_Exercise directions:_ Format the stretch of the records from the line containing "query: the noun phrase to segment: korean" through the end of the records as a JSON list of strings, one string per line, with blank lines left out.

_Data shown:_
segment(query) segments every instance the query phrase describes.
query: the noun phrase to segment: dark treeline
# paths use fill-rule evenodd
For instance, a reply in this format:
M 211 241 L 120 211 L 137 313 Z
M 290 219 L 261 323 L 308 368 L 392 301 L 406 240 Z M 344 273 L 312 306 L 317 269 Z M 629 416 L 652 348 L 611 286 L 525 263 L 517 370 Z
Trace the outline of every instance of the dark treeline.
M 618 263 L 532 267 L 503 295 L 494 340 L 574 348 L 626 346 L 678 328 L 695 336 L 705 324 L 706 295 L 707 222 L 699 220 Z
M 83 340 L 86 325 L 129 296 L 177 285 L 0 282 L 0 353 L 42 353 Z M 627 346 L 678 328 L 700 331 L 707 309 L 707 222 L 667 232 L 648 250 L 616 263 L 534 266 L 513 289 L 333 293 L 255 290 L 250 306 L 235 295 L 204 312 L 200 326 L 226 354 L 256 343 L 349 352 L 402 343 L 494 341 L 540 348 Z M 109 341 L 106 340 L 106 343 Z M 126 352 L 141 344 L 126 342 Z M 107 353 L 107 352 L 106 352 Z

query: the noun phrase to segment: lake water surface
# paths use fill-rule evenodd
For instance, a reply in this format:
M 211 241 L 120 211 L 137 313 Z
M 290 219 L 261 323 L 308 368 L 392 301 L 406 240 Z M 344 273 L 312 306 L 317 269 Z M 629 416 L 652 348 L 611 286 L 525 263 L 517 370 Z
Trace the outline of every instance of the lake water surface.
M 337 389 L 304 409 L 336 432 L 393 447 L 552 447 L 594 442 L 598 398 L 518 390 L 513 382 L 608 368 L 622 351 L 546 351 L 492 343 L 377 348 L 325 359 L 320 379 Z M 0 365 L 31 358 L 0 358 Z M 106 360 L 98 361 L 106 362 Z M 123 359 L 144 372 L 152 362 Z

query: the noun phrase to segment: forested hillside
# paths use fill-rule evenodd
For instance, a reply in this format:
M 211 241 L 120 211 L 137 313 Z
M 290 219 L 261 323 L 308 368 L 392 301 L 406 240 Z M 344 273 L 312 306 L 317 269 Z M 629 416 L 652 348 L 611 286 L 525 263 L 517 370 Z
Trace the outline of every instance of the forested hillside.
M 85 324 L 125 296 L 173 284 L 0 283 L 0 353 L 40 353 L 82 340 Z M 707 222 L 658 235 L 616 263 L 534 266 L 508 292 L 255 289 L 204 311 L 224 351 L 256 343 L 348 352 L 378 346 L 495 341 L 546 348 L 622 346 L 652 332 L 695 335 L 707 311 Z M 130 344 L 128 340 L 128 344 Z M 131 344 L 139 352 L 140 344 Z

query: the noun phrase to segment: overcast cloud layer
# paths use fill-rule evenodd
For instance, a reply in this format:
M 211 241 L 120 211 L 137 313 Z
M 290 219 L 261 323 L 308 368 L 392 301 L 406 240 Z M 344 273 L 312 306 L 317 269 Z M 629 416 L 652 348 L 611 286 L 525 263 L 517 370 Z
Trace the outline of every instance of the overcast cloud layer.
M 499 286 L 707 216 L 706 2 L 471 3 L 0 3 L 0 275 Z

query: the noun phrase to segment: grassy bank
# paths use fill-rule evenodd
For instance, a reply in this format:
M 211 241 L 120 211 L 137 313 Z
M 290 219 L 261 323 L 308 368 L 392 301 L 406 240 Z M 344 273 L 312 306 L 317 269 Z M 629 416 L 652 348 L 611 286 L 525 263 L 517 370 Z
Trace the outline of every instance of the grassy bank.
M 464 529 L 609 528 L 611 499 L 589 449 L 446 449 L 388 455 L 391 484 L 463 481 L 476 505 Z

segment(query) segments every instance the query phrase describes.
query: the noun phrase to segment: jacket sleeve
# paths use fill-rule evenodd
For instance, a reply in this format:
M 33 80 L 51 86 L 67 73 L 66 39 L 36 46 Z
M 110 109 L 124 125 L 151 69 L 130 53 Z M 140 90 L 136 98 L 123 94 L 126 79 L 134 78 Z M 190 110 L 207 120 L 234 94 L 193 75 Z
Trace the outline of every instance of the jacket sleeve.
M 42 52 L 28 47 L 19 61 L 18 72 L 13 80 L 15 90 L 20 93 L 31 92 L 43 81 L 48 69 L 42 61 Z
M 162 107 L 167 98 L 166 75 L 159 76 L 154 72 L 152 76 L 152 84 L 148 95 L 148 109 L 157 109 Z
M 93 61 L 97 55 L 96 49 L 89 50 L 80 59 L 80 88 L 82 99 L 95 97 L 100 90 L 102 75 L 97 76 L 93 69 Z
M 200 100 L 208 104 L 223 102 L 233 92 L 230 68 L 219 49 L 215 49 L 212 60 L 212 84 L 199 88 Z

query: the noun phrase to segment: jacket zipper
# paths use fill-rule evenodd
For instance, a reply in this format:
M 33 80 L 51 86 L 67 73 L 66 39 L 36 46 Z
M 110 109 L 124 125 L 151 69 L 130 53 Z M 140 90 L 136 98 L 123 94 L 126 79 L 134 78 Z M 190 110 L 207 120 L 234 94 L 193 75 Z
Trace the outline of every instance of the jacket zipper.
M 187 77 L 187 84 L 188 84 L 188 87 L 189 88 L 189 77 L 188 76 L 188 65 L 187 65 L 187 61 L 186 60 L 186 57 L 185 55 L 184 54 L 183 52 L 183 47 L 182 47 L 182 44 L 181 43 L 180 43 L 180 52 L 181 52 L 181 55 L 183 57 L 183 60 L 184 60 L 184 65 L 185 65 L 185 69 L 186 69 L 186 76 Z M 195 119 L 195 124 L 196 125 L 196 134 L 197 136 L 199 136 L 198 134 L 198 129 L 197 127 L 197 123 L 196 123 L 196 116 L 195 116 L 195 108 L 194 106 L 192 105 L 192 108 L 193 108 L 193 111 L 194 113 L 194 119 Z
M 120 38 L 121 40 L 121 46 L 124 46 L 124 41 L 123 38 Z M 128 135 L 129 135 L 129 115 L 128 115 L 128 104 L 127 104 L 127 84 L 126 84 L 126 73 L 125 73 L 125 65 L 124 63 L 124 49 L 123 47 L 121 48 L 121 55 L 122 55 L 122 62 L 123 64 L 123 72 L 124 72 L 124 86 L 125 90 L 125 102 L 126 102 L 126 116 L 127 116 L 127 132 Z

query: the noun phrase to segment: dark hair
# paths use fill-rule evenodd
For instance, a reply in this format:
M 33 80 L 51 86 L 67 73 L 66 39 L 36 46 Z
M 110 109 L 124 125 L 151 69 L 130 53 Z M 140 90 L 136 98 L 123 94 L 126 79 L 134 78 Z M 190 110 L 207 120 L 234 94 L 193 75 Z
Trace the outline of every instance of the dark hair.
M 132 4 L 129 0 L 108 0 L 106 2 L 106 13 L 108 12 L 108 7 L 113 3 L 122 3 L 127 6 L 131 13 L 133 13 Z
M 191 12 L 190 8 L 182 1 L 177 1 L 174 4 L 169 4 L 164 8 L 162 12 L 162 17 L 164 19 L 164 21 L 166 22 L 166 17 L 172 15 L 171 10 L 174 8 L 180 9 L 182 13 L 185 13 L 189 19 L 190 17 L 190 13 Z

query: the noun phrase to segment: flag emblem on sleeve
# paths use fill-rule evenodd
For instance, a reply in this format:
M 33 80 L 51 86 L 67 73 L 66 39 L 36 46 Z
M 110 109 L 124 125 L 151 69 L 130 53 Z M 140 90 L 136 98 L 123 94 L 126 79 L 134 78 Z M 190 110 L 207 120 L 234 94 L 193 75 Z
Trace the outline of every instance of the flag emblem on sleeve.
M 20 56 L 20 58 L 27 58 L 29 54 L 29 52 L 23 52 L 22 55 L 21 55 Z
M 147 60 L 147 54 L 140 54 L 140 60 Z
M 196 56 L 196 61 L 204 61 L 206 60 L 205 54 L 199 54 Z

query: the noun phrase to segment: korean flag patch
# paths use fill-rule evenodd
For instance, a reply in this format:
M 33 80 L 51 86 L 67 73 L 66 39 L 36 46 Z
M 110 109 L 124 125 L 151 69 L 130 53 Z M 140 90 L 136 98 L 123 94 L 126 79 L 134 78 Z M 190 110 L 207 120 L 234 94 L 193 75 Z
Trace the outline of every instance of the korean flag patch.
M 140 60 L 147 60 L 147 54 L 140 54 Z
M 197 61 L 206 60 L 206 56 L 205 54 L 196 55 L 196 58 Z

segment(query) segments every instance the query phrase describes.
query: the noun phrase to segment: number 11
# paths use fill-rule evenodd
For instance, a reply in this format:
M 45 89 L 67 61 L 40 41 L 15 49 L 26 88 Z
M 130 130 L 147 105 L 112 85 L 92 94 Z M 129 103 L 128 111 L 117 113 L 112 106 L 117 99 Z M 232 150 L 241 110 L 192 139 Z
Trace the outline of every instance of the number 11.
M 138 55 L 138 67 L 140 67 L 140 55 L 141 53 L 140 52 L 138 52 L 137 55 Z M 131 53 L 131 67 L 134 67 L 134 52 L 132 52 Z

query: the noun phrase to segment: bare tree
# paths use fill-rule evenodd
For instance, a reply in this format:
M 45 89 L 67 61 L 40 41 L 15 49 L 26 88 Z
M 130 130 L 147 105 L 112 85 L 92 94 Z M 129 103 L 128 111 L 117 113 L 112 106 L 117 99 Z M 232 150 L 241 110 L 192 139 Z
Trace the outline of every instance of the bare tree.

_The completed task:_
[
  "query: the noun phrase to segment: korean flag patch",
  "# paths use fill-rule evenodd",
  "For instance, a reply in this format:",
  "M 33 80 L 51 86 L 67 73 L 66 39 L 36 46 Z",
  "M 110 109 L 124 125 L 151 69 L 130 53 Z M 140 90 L 136 98 L 123 94 L 126 79 L 134 78 Z M 190 110 L 207 120 L 234 94 L 193 75 Z",
  "Trace the outline of every instance of the korean flag patch.",
  "M 140 60 L 147 60 L 147 54 L 140 54 Z",
  "M 197 61 L 206 60 L 206 56 L 205 54 L 196 55 L 196 58 Z",
  "segment(query) segments every instance the query phrase describes.",
  "query: the noun phrase to segment: number 11",
  "# paths use fill-rule evenodd",
  "For instance, a reply in this format:",
  "M 45 89 L 67 61 L 40 41 L 15 49 L 26 88 Z",
  "M 130 130 L 147 105 L 112 85 L 92 94 Z M 129 103 L 128 111 L 117 113 L 112 106 L 117 99 Z M 232 150 L 241 110 L 192 139 Z",
  "Trace the outline of every instance of the number 11.",
  "M 138 55 L 138 67 L 140 67 L 140 55 L 141 53 L 140 52 L 138 52 L 137 55 Z M 131 53 L 131 67 L 134 67 L 134 52 L 132 52 Z",
  "query: the noun phrase to segment: bare tree",
  "# paths use fill-rule evenodd",
  "For instance, a reply in this format:",
  "M 45 89 L 67 61 L 40 41 L 15 49 L 26 88 Z",
  "M 130 130 L 147 105 L 112 85 L 92 94 Z M 129 103 L 128 111 L 117 113 L 112 106 L 117 99 Z M 232 150 L 241 110 L 192 139 Z",
  "Trace the outline of every instance of the bare tree."
]